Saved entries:

- Opening Delimiter -

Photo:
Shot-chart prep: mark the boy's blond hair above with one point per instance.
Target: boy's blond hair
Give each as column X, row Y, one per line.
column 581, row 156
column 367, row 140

- Closing Delimiter -

▶ Prompt: Every line above that holds the word "hair" should be copied out.

▶ Response:
Shot-chart prep: mark the boy's blond hair above with one point per instance.
Target: boy's blond hair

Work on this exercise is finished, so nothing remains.